Il modo di produzione capitalistico si dispiega a partire da una separazione strutturale fra la qualità e la quantità, fra la ricchezza materiale e il valore, fra l’elemento soggettivo umano e un nesso sociale reificato che procede secondo leggi ‘naturali’. Vale la pena, allora, di chiedersi ancora una volta in che termini la separazione fra lavoro concreto e lavoro astratto rimandi al ‘lavoro alienato’ dei Manoscritti economico-filosofici del 184419. Qui il lavoro era presentato come un movimento di estrinsecazione, un farsi altro del soggetto che nelle specifiche condizioni della società borghese, basata sulla proprietà privata, interrompeva il suo andamento irrigidendosi al cospetto di un oggetto separato, che impediva al lavoratore di riconoscersi in esso e di considerarlo così qualcosa di proprio, vale a dire la manifestazione delle proprie capacità vitali. All’indipendenza dell’oggetto corrispondeva allora una lacerazione interna al soggetto che, non realizzandosi nella propria attività, risultava scisso fra il suo aspetto particolare e concreto e quello propriamente umano e sociale. Si può dire, allora, che tanto il lavoro astratto, che quello alienato, sono il contrassegno di una separazione dell’individuo umano da quella che Marx considera la sua caratteristica specifica, la capacità di relazione: il nesso sociale si autonomizza e assume la forma di un potere superiore ed estraneo.

L’importanza dei Manoscritti sta esattamente nel farci vedere come l’uomo in quanto ‘ente naturale generico’ si muova contemporaneamente nella natura e nella società. Sulla base dell’universalità del suo genere (Gattung) ogni individuo nel rapporto con sé è anche rapporto con l’altro e con la natura, la quale, però, per quanto inclusa in questo orizzonte, mantiene nello stesso tempo la sua indipendenza, il suo essere una condizione esterna della dimensione umana. Sulla base di questa concezione, Marx stabilisce che i rapporti interumani non possono essere isolati dal rapporto con la natura, la quale, però, resta comunque un “fuori”, qualcosa che dobbiamo e possiamo sottomettere e trasformare20. La dimensione intersoggettiva e il nostro modo di rapportarci alla natura non possono, dunque, venire artificialmente separati:
nella produzione gli uomini non agiscono soltanto sulla natura, ma anche gli uni sugli altri. Essi producono soltanto in quanto collaborano in un determinato modo e scambiano reciprocamente le proprie attività. Per produrre essi entrano gli uni con gli altri in determinati legami e rapporti e la loro azione sulla natura, la produzione, ha luogo soltanto nel quadro di questi legami e rapporti sociali21.

> Dati registrati:
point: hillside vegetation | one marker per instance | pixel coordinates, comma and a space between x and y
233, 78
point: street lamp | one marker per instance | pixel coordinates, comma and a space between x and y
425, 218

> Compiti da svolgere:
- A) Rispondi a queste domande sul brano dedicato a Marx e al lavoro.
(i) Quale caratteristica specifica dell'individuo umano indica Marx?
(ii) Con quale espressione i Manoscritti definiscono l'uomo?
(iii) Nella produzione, su chi agiscono gli uomini oltre che sulla natura?
- B) Prosegui il brano su Marx e il lavoro a partire dall'ultima frase riportata.

> Risposte scritte:
- A)
(i) La capacità di relazione.
(ii) L'uomo è definito "ente naturale generico".
(iii) Gli uomini agiscono gli uni sugli altri.

- B)
V

Queste considerazioni marxiane sull’attività lavorativa, come costituita in modo immanente dalla relazioni sociali in cui si svolge, non sono soltanto il segno della continuità del suo pensiero, ma ci introducono al passo successivo che dobbiamo compiere: la considerazione della forza-lavoro come merce e il suo ruolo nella formazione e nella riproduzione del capitale. Per comprendere questo sviluppo estremamente significativo, dobbiamo di nuovo aver chiaro lo statuto del discorso di Marx, il suo esporre delle forme che permettono di decifrare criticamente l’apparire storicamente determinato degli elementi costanti propri dell’attività economica dell’uomo. In questa prospettiva non c’è nel suo discorso alcuna nozione che non sia diretta espressione dei rapporti sociali del modo di produzione capita-listico22.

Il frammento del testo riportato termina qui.